*Given data:*

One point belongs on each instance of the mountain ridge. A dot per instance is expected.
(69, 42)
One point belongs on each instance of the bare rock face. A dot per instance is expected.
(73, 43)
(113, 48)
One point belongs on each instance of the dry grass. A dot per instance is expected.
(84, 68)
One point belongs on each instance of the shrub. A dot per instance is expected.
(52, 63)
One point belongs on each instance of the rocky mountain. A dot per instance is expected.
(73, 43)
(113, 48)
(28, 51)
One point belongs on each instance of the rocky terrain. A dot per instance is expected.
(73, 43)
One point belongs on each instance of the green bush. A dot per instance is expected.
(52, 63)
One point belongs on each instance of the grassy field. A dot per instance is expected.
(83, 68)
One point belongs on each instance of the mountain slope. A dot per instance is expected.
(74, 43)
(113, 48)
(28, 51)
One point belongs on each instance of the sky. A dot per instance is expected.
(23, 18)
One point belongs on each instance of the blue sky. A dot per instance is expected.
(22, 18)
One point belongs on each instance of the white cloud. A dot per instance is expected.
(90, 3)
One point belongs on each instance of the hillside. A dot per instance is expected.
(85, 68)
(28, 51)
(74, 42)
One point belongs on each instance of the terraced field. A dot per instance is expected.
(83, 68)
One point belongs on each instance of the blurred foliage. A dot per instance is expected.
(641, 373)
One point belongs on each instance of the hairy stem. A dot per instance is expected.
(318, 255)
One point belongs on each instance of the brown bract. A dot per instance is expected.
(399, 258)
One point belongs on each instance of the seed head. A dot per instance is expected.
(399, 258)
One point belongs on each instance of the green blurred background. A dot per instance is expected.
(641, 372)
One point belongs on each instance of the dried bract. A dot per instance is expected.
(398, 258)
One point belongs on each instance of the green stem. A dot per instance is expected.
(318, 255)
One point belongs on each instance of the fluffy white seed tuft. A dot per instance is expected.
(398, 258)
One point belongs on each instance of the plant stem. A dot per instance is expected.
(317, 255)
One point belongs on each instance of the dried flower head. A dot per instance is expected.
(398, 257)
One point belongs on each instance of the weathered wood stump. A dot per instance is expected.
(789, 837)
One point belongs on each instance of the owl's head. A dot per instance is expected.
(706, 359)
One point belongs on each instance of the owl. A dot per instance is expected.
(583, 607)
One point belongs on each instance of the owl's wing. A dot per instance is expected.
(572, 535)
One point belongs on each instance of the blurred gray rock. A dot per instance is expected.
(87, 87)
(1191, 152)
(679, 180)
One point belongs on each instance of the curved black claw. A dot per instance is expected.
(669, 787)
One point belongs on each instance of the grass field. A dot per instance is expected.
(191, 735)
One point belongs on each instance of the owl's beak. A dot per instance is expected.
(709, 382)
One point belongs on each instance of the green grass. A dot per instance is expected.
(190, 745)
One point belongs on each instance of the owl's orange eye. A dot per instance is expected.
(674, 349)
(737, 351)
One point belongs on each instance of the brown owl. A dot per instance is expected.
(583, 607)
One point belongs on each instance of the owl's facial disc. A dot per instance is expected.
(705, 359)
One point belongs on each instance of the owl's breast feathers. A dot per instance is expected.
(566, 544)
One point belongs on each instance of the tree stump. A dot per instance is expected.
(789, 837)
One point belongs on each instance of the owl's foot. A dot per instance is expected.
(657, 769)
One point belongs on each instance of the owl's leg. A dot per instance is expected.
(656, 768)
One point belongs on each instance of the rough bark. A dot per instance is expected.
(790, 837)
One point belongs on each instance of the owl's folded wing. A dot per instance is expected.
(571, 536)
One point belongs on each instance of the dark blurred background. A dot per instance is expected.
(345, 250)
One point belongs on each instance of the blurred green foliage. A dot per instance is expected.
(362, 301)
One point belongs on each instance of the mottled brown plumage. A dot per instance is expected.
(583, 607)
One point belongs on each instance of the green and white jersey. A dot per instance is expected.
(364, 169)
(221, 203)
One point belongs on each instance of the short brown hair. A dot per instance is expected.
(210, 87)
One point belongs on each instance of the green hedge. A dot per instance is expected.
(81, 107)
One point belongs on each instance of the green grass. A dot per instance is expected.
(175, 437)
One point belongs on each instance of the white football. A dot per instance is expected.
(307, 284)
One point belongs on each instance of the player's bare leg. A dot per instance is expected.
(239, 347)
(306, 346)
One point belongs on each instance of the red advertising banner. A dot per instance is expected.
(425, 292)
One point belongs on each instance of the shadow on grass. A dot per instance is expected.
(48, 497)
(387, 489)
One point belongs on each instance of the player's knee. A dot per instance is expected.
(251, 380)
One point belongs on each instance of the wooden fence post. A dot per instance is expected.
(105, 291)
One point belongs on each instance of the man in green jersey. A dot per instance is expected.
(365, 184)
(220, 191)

*Task statement:* Copy every line of the material above word for word, from the first line to the last.

*The solution:*
One point belongs on each instance of the mountain ridge. A dot per instance is expected.
(69, 42)
One point belongs on each instance of the bare rock face. A dot per instance is expected.
(73, 43)
(113, 48)
One point belongs on each instance of the dry grass. A dot per instance is expected.
(84, 68)
One point belongs on each instance of the shrub. A dot per instance is expected.
(52, 63)
One point belongs on each instance of the rocky mountain. A dot per instance is expected.
(73, 43)
(113, 48)
(28, 51)
One point belongs on each instance of the rocky terrain. A dot per instance is expected.
(73, 43)
One point belongs on each instance of the green bush. A dot per instance is expected.
(52, 63)
One point belongs on each instance of the grassy field. A dot per instance is expected.
(83, 68)
One point belongs on each instance of the mountain slope. A dot per instance is expected.
(74, 43)
(113, 48)
(28, 51)
One point belongs on each instance of the sky. A dot per instance is expected.
(23, 18)
One point belongs on each instance of the blue sky. A dot per instance is expected.
(22, 18)
One point belongs on each instance of the white cloud. A dot per instance is expected.
(90, 3)
One point belongs on each instance of the hillside. A dot per instance is expected.
(85, 68)
(28, 51)
(74, 42)
One point belongs on each instance of the terraced field. A dot per instance is expected.
(83, 68)
One point belongs on each instance of the blurred foliage. A dot per instance is expected.
(641, 373)
One point belongs on each instance of the hairy stem. A dot per instance is expected.
(318, 255)
One point belongs on each instance of the brown bract. A dot per instance is expected.
(399, 258)
One point belongs on each instance of the seed head. A dot per instance is expected.
(399, 258)
One point belongs on each instance of the green blurred background. A dot per instance is expected.
(641, 372)
One point belongs on each instance of the dried bract. A dot per instance is expected.
(398, 258)
One point belongs on each instance of the green stem. A dot per instance is expected.
(318, 255)
One point belongs on each instance of the fluffy white seed tuft. A dot per instance is expected.
(398, 258)
One point belongs on each instance of the plant stem. A dot per instance is expected.
(317, 255)
One point belongs on each instance of the dried flower head. A dot per instance is expected.
(398, 257)
One point belongs on each instance of the weathered wood stump. A dot per instance is expected.
(789, 837)
One point belongs on each instance of the owl's head. A dot per instance is expected.
(706, 359)
One point belongs on each instance of the owl. A dot per instance is expected.
(583, 607)
One point belongs on each instance of the owl's wing. A dot per instance is expected.
(572, 535)
One point belongs on each instance of the blurred gray rock. A dot per instance is expected.
(87, 87)
(1191, 152)
(679, 180)
One point belongs on each instance of the curved black claw. A dot per instance is expected.
(669, 787)
One point belongs on each instance of the grass field. A dot per instance is expected.
(191, 735)
One point belongs on each instance of the owl's beak. A dot per instance is expected.
(709, 382)
One point belongs on each instance of the green grass. A dot per instance is expected.
(190, 745)
One point belongs on each instance of the owl's orange eye. A dot per instance is expected.
(674, 349)
(737, 351)
One point belongs on each instance of the brown owl. A dot per instance is expected.
(583, 607)
One point belongs on each instance of the owl's facial disc. A dot per instance is expected.
(705, 359)
One point belongs on each instance of the owl's breast feathers. A dot per instance is expected.
(566, 544)
One point belongs on each instance of the tree stump. A dot per instance is expected.
(789, 837)
One point belongs on each instance of the owl's foot. A dot per instance is expected.
(657, 769)
One point belongs on each instance of the owl's leg. A dot per instance is expected.
(656, 768)
One point belongs on each instance of the rough bark. A dot per instance is expected.
(790, 837)
One point belongs on each instance of the owl's folded wing. A dot per instance is expected.
(571, 536)
One point belongs on each instance of the dark blurred background. A dot per instance is expected.
(345, 250)
One point belongs on each instance of the blurred green foliage. A dot per instance is expected.
(362, 301)
One point belongs on each instance of the mottled brown plumage. A dot per instance is expected.
(583, 607)
One point belongs on each instance of the green and white jersey. A dot per instance is expected.
(364, 169)
(221, 203)
One point belongs on each instance of the short brown hair. A dot per instance is expected.
(210, 87)
One point belongs on each instance of the green hedge. A dot per instance is expected.
(81, 107)
One point belongs on each instance of the green grass. A dot per instance is expected.
(175, 437)
One point belongs on each instance of the white football. A dot per instance is expected.
(307, 284)
One point belongs on each instance of the player's bare leg. A dot per instance is expected.
(239, 347)
(306, 346)
One point belongs on each instance of the red advertising banner. A dot per instance is expected.
(425, 292)
One point belongs on each instance of the shadow on grass. A dot per instance is expected.
(48, 497)
(387, 489)
One point belongs on each instance of the player's knee. A dot per instance is expected.
(251, 380)
One point belongs on each instance of the wooden fence post. A dot per instance is expected.
(105, 291)
One point belongs on each instance of the man in green jersey. A dot per instance is expected.
(365, 184)
(220, 191)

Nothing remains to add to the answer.